[Assignment] Below are some records. Return exactly the lines from the one containing "Exercise. Point out the wooden table" through the one containing "Exercise. Point out the jar of orange", both included, and only those.

[Data excerpts]
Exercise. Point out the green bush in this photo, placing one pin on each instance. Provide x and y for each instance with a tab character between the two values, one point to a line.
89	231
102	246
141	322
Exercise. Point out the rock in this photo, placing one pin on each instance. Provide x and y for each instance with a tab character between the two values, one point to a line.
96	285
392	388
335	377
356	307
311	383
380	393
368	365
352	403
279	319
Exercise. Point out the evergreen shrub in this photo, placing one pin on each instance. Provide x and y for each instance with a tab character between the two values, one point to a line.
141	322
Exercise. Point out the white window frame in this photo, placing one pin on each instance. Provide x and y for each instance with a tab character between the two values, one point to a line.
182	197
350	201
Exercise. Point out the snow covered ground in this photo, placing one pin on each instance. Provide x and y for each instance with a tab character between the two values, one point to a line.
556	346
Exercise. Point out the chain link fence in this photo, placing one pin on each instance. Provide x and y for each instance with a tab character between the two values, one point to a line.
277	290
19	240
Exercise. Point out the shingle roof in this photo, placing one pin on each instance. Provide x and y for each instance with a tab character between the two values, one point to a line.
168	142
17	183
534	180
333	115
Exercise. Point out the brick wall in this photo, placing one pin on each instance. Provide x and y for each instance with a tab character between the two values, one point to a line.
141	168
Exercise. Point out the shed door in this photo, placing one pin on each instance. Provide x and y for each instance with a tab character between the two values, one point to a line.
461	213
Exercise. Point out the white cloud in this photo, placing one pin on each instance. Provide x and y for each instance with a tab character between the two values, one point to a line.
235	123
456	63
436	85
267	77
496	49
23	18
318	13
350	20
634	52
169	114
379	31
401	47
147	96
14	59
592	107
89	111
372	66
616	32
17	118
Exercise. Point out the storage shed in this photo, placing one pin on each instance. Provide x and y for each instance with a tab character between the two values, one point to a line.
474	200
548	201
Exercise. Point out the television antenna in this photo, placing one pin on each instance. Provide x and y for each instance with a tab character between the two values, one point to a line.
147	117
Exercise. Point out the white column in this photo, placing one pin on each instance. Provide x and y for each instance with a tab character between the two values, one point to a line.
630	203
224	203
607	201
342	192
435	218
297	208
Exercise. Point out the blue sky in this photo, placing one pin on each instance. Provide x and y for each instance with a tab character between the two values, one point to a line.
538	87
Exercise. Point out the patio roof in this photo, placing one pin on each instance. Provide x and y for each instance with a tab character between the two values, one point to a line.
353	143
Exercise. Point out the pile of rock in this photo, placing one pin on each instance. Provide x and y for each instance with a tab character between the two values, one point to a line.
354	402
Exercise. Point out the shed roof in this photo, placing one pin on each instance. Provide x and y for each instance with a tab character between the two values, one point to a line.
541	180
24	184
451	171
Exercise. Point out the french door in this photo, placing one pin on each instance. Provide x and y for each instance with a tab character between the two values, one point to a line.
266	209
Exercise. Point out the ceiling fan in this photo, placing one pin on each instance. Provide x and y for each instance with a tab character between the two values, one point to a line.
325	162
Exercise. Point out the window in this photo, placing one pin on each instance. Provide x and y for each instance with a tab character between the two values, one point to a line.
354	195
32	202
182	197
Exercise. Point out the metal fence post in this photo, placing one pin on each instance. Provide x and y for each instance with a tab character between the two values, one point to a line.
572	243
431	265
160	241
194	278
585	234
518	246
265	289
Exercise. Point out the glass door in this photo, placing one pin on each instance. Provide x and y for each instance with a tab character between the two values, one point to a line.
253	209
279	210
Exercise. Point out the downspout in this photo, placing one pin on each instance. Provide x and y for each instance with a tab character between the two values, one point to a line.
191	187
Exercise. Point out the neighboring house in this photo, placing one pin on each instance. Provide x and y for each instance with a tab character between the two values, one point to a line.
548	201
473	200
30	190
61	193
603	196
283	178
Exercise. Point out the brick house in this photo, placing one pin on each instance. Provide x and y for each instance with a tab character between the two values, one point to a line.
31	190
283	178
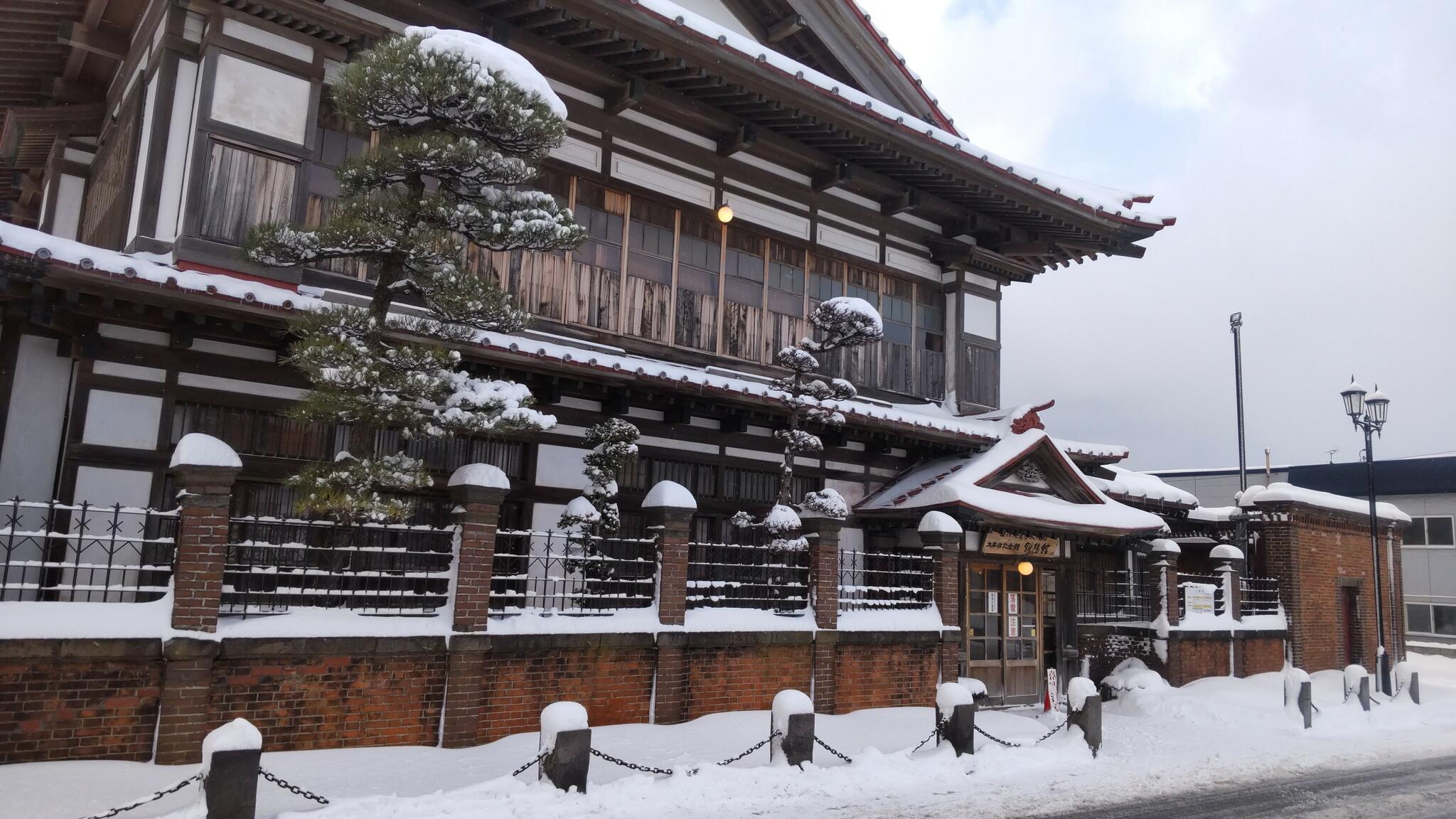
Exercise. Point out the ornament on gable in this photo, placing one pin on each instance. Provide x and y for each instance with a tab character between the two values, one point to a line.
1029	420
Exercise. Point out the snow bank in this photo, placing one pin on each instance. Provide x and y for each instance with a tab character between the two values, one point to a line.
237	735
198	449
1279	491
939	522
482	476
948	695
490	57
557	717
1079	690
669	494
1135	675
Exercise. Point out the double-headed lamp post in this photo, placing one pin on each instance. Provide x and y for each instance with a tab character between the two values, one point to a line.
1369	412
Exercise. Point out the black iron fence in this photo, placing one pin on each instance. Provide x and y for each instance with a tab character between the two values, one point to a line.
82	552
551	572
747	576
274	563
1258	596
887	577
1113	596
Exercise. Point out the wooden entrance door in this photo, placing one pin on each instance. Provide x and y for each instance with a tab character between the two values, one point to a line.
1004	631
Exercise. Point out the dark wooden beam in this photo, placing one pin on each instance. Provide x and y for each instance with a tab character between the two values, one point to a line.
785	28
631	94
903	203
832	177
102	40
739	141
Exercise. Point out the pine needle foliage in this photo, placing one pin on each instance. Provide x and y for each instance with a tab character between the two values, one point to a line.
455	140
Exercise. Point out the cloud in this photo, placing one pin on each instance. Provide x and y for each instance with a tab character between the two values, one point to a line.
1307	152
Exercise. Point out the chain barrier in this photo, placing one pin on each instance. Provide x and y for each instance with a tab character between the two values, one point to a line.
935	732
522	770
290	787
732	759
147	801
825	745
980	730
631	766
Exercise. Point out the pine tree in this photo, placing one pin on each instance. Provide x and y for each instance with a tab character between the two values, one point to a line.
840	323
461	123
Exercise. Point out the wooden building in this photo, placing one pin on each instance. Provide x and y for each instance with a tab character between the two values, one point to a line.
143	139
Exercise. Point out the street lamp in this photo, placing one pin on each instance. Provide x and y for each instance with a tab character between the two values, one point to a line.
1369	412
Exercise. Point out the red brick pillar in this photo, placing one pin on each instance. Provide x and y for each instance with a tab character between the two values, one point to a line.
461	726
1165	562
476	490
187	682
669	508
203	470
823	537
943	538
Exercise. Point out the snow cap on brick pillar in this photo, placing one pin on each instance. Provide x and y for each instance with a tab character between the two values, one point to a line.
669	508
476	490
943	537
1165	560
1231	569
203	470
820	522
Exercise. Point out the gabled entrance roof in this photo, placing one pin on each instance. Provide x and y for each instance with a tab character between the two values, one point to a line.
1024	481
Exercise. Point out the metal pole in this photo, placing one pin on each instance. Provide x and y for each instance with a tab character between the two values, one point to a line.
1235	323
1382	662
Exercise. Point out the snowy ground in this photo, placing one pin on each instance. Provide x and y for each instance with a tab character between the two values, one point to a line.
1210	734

--

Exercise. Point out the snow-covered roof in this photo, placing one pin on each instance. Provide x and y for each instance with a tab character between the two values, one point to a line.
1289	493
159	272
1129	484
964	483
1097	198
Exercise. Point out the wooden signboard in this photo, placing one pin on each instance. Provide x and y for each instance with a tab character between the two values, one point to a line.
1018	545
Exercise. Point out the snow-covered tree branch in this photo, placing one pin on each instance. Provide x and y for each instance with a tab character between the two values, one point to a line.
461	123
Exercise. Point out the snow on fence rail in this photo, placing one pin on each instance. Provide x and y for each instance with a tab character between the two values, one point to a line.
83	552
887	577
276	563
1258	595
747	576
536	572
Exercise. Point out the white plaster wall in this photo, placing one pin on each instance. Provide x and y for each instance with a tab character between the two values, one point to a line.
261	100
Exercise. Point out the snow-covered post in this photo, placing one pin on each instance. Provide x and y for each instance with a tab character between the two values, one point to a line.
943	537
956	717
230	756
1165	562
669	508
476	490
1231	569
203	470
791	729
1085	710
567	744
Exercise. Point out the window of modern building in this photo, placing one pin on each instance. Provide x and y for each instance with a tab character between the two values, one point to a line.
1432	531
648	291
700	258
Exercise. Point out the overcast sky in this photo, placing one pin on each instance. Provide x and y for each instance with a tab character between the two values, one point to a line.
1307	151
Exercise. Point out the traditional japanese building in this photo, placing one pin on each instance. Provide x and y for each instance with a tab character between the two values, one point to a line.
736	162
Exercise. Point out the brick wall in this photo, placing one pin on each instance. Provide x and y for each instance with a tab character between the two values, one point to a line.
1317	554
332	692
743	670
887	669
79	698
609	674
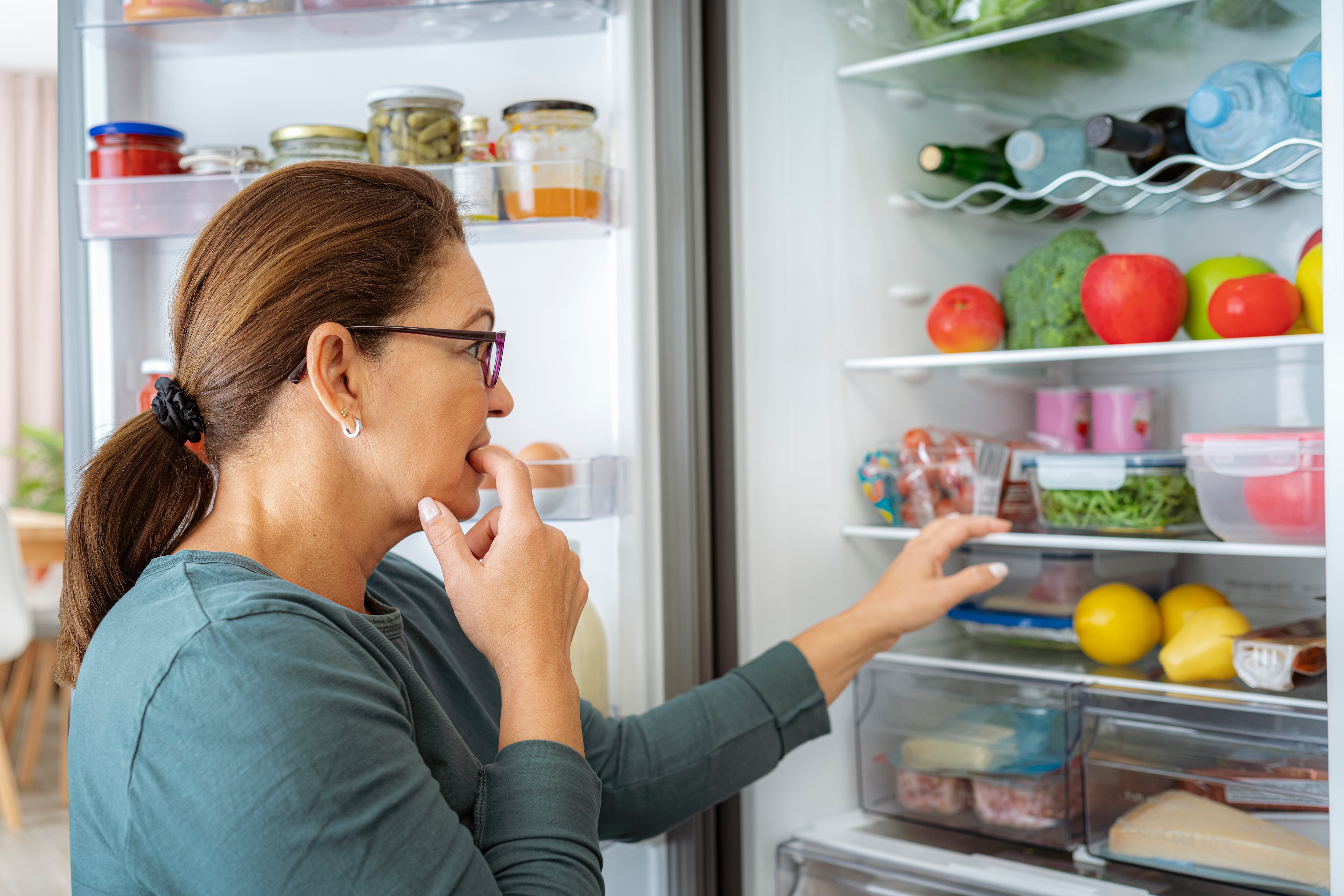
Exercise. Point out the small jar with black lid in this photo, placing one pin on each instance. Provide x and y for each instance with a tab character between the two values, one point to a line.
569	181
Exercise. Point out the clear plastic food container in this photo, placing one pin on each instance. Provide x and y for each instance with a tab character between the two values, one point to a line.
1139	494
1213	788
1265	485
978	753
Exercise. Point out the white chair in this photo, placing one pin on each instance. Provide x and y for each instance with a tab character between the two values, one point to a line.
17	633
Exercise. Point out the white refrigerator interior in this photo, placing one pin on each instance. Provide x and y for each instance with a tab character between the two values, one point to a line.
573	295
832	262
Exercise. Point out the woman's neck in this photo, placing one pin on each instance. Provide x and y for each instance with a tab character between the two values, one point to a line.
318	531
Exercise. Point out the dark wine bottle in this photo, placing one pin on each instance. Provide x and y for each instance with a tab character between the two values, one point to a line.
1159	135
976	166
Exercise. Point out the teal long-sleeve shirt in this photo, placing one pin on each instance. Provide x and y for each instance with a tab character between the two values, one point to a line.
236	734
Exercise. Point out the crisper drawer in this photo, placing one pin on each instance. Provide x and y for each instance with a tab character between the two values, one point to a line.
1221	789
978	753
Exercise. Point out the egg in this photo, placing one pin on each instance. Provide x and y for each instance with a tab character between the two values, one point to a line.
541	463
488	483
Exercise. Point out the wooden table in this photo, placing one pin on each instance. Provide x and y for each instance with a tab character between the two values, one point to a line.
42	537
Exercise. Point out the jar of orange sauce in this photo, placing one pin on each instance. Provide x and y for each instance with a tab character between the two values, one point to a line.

==

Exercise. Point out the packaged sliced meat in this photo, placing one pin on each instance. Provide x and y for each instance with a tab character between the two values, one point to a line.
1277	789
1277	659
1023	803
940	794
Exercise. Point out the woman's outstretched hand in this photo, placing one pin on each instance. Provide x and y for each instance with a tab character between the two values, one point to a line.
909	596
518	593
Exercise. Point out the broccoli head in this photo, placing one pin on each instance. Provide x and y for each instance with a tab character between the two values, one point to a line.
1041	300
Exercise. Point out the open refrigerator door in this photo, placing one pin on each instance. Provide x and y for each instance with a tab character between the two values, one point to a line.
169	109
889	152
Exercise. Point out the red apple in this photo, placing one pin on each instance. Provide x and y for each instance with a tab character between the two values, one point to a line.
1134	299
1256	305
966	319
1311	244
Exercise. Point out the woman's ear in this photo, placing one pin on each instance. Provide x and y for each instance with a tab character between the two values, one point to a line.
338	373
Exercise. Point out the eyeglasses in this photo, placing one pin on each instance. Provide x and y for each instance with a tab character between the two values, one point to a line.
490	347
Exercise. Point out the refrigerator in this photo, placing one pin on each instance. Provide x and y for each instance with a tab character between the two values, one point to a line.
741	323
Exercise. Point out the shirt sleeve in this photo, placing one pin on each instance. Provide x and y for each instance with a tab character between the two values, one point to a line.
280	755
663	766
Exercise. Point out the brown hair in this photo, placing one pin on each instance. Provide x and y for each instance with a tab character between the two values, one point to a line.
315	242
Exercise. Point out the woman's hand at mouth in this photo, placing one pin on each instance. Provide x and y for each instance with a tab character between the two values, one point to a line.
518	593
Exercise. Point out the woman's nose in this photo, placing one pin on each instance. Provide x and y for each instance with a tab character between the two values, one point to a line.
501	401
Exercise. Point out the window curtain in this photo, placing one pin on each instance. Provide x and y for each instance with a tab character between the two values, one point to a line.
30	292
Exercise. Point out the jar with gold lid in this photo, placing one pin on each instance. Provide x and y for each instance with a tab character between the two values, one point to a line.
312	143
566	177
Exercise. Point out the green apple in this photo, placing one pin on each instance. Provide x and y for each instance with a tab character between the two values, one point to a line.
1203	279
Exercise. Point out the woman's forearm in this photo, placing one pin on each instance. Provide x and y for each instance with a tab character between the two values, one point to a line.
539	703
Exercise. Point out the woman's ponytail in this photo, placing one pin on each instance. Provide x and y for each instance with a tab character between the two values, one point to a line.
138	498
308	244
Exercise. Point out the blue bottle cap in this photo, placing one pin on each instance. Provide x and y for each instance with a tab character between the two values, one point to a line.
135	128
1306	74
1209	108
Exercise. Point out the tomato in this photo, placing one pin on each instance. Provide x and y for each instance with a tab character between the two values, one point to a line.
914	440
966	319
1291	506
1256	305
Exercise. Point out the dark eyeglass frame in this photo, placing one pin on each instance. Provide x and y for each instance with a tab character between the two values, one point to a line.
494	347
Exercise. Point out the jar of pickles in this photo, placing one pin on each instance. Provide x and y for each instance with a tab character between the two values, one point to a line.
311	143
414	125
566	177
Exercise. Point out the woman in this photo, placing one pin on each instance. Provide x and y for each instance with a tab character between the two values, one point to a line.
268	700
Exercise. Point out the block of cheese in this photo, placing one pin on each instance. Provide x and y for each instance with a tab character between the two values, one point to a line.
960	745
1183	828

[Result of the task]
Exercise. Point out the wooden table in this photo, placing one pin on each instance. Provide x and y for each instance with a tab character between the two values, one point to a line.
42	537
Exercise. Point out the jar of orange sauce in this photo, placing one pin on each instance. Provide x and y for each instance with a tab character between the two values, one point to a line.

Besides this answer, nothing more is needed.